## [Passage]

<<<<

New Individualist Review 1, no. 4 (Winter 1962)
THOSE AMERICANS WHO belong to the sophisticated academic circles which continue, in their hearts, to look on Communism as largely a myth invented by the John Birch Society ought to take a trip to Berlin. Here they will be able to ascertain for themselves that Communism does, indeed, exist. Hardly more perceptiveness will be required to see besides that, as a system having a claim on the sympathies of men who do not care to profit, economically or emotionally, from the servitude of others, Communism has ended in final, utter bankruptcy, a state of affairs symbolized by the wall which Ulbricht caused to be erected on August 13th of last year.
This is not to say that there was not every reason to condemn Communism before then. There were some men, stubbornly faithful to the reality-principle, who had not ceased to attack this form of totalitarianism from the very first year of the Bolshevik Revolution, when Lenin and Trotsky formed the Cheka and suppressed the Constituent Assembly, and the existence of such men is an unanswerable reproach to those others, less respectful of the facts which began emerging from Russia at a very early date, who were friendly to the Soviet regime in the 1920’s, ’30’s, and ’40’s. The Berlin Uprising of 1953 and the Hungarian Revolution three years later should have made the issue quite clear in the minds of all men of good will; it is not mere partisanship which may lead one to suspect the motives of a person who continues to support Soviet Communism after what happened in Budapest. But if anything was needed after Hungary, the events in Berlin last year have provided it. For here was realized what might have occurred to a mediocre author to put into an improbably sensationalistic novel on Communism: people were fleeing the Communist regime in such numbers that it was at last compelled to build a wall to keep them in!
We must, I think, agree with von Mises, who himself asserts, somewhere in his Socialism, that there is something grandiose about the socialist idea. This is especially true of the sub-species of socialism which is Communism. For the best and most enlightened spirits with full consciousness to, so to speak, lift their society out of history; to put an end, once and for all, to all the inherited superstitions and institutionalized abuses which “weigh like a nightmare on the brains of the living” and torture each generation anew—who can fail to be moved by the vision? And if one must employ means which even the old reactionaries—the Bourbons, the Romanoffs and the Hohenzollerns—would have found unacceptable? In that event—altogether probable, considering the scope of the changes aimed at—one can answer with the last words of Schiller’s Maid of Orleans: “The pain lasts but a little while; the joy is eternal.”1
Now, however, one can be excused for regarding the question as closed. A graphic comment on the above reasoning is provided by a photograph a reporter was clever enough to take, which may be seen at Amerika Haus, in West Berlin. It was snapped near the wall, and shows the office-building of a Communist newspaper, just over the boundary. The picture is taken at such an angle that the name of the newspaper, in big block letters on the side of the building, is framed by the barbed wire on top of the wall. The newspaper is—Neue Zeit (“New Age”). Those who, after the 13th of August, are looking for a more final condemnation of Communism can only justify their indecision by pointing to the fact that, after all, the Lord Himself has not yet come down from heaven to speak His judgment.

>>>>

(Pointing records)
<<<<

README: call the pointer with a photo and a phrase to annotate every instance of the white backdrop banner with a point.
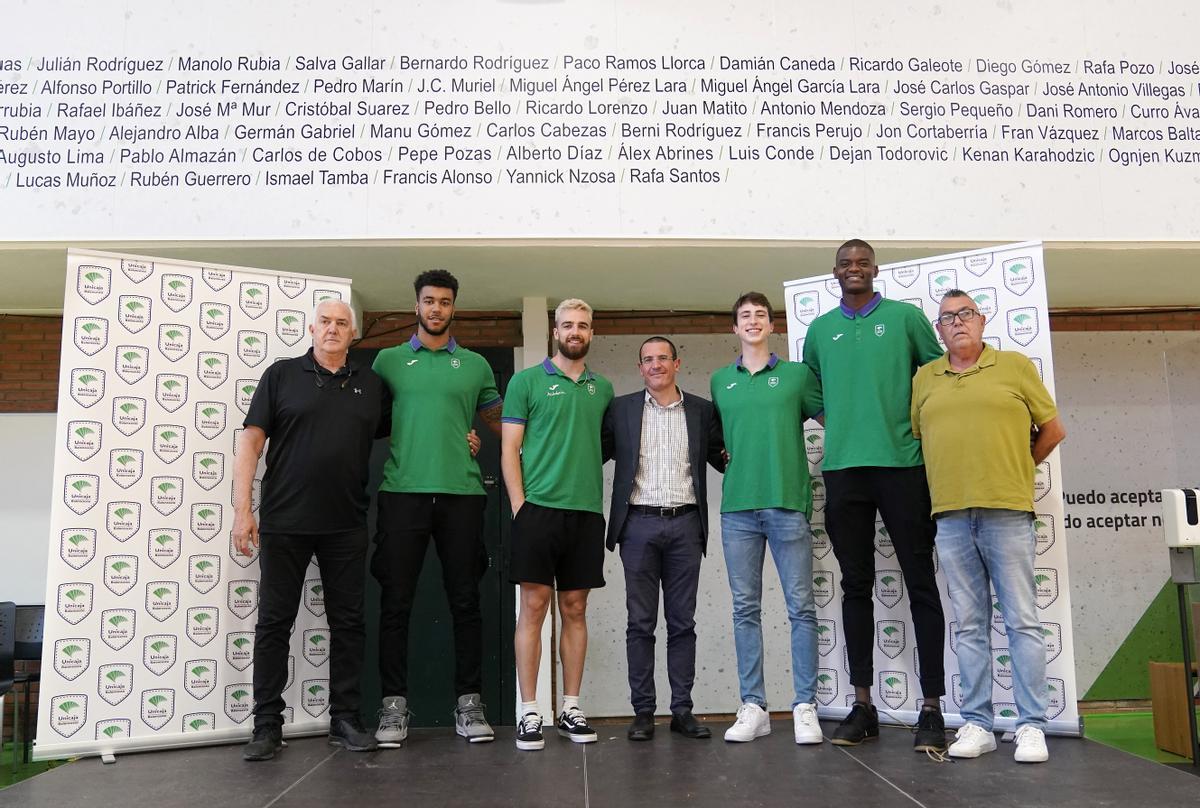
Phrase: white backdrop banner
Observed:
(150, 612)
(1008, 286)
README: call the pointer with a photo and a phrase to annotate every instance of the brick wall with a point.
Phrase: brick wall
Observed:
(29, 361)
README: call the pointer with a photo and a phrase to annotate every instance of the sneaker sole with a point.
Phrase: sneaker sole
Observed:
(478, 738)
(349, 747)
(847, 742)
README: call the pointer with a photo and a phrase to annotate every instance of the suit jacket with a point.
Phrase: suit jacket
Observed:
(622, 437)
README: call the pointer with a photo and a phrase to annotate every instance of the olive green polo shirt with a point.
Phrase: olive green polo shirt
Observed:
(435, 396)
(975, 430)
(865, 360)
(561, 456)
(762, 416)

>>>>
<<<<

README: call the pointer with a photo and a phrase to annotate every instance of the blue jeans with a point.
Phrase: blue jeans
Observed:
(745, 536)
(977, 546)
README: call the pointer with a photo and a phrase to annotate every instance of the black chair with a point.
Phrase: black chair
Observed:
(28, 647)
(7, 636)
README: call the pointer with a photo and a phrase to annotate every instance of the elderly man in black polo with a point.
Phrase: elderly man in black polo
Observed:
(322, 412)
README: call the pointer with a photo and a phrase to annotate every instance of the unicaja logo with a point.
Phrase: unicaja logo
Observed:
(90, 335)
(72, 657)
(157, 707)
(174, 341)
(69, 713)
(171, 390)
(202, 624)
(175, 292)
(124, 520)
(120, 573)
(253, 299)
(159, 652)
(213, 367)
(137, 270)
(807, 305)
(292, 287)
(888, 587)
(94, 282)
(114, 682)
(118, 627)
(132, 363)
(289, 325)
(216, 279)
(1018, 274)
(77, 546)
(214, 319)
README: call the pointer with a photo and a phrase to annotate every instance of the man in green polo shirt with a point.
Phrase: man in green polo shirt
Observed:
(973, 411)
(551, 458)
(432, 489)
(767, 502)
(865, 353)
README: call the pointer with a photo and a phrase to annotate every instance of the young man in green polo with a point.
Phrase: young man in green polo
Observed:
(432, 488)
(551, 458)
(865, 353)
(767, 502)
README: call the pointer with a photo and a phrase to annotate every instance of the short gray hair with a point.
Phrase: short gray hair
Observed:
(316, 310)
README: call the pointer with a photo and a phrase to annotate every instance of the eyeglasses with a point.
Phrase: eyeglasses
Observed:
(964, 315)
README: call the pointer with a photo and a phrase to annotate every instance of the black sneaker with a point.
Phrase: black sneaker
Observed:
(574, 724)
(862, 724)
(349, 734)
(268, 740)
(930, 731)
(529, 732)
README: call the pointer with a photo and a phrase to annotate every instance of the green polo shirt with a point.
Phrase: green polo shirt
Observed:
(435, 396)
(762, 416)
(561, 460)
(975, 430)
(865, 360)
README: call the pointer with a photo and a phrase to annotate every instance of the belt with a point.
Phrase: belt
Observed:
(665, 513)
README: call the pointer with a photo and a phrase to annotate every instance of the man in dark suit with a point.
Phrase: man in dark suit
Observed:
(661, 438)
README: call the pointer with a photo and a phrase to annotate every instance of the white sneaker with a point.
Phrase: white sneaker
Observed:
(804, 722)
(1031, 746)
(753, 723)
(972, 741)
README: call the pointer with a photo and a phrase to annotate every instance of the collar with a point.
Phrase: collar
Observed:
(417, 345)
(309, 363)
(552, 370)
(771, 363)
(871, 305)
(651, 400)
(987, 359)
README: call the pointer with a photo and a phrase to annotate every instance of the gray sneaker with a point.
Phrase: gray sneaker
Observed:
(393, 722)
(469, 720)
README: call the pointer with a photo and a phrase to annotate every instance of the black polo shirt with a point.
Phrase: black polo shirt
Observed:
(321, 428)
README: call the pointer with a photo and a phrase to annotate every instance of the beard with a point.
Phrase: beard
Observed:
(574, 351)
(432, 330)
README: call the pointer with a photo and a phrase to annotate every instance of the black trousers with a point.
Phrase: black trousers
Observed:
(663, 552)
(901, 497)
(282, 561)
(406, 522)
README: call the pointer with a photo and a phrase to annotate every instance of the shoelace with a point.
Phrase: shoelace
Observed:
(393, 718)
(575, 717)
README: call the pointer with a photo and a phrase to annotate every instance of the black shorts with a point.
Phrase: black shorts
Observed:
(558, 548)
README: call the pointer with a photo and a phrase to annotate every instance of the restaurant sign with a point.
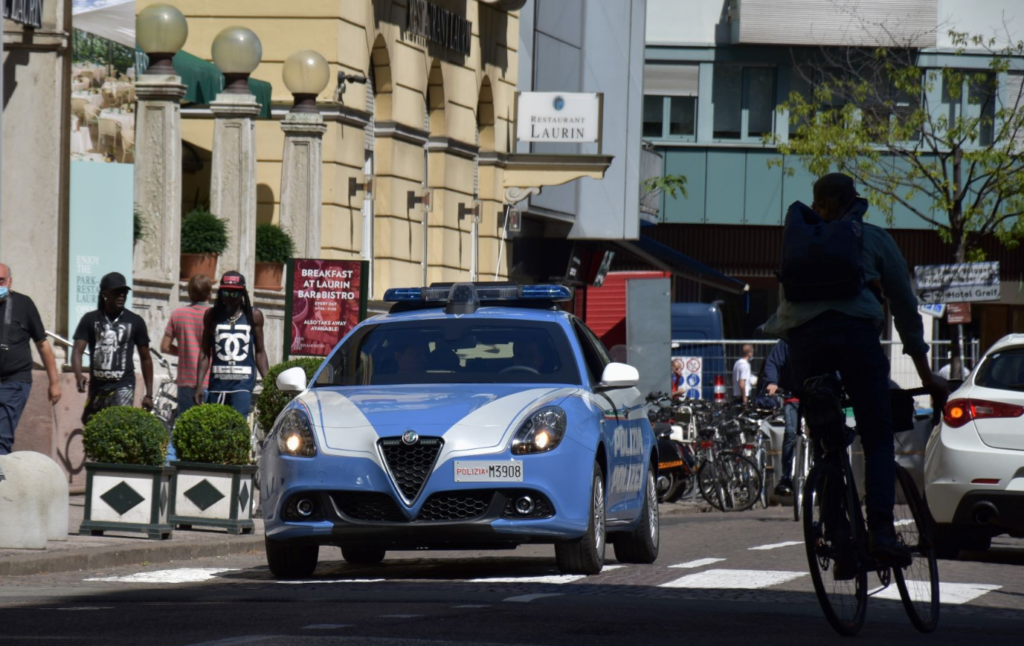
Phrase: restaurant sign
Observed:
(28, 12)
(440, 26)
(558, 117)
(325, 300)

>>>>
<<<<

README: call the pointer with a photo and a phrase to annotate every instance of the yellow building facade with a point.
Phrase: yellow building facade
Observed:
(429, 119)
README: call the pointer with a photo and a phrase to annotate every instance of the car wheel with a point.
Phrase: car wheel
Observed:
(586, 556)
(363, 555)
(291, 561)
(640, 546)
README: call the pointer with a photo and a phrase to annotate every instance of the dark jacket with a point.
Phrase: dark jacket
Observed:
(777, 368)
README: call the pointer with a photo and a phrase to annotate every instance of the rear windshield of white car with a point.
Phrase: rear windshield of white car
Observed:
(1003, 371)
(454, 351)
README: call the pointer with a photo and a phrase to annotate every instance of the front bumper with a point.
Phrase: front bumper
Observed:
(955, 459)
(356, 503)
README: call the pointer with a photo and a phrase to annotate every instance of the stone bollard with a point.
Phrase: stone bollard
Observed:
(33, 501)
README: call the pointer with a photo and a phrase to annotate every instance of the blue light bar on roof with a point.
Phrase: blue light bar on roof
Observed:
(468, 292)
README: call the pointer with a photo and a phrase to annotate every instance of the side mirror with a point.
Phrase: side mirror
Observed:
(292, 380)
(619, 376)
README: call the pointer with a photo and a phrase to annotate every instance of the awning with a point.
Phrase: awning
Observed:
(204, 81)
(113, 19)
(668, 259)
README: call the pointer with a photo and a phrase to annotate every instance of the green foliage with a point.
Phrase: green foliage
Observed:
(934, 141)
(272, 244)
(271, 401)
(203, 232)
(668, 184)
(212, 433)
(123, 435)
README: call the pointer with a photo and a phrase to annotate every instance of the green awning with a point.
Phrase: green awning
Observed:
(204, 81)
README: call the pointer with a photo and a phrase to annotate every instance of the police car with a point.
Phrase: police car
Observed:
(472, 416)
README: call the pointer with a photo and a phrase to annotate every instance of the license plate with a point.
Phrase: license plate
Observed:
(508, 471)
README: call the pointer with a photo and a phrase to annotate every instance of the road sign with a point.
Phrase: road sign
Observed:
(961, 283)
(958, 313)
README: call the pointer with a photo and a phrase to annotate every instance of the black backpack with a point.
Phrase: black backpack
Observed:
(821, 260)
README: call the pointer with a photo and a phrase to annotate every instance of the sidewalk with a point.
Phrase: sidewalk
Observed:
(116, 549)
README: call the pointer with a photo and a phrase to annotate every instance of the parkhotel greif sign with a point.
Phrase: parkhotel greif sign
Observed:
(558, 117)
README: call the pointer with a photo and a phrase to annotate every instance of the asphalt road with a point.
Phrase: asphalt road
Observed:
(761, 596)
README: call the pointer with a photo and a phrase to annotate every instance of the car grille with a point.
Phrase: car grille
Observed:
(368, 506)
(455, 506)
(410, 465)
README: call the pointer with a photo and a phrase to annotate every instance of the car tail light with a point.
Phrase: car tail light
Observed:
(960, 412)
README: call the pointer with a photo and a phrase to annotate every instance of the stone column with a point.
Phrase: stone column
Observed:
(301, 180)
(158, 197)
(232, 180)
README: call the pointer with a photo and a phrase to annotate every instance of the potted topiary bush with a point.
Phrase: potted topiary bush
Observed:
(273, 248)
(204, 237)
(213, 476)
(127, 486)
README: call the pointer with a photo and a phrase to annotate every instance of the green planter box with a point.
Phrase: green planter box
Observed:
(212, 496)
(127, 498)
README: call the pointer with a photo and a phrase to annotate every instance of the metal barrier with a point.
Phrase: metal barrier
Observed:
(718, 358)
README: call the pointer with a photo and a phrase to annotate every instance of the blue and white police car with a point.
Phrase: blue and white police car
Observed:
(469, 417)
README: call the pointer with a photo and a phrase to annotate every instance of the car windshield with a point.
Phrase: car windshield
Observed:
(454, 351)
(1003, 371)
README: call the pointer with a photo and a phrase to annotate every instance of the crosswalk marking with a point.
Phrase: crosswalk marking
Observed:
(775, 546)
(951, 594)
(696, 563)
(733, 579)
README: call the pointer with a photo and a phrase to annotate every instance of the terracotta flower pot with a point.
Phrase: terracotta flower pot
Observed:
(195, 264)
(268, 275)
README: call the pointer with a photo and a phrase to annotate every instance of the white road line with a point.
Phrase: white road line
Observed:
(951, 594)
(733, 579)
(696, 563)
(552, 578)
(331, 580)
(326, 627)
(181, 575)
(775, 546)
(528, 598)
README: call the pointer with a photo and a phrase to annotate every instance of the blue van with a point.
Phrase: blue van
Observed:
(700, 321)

>>>>

## [Work instructions]
A. Please extract every line of the rows that contains the word "flower".
B. Supply what comes next in the essay on Communism and the Berlin wall, picking up after its final sentence.

## [Responses to the tasks]
A.
README: call the pointer with a photo and a phrase to annotate every instance of the terracotta flower pot with a point.
Phrase: terracotta flower pot

B.
If you walk along Bernauer Strasse, which forms part of the boundary between the West and East Sectors, you will be able to see the nature of the threat to which the Communists responded by building their wall. Along this street there are four markers with wreaths, indicating the spots where people died, going to the extreme of jumping from the adjacent buildings in their attempt to escape to the West. One of the markers is for a German student who had been pursued across the rooftops by the Vopos (Volkspolizisten—“People’s Police”). It sounds hackneyed, but only because the facts are so outrageously obvious: one can only think, “This badly do people want to leave a Communist country!” A sad little joke which is told in the East Sector asks, “What would you do if tomorrow the wall were dismantled?” The answer is, “I’d climb the nearest tree—I don’t want to get trampled to death in the stampede to get out!”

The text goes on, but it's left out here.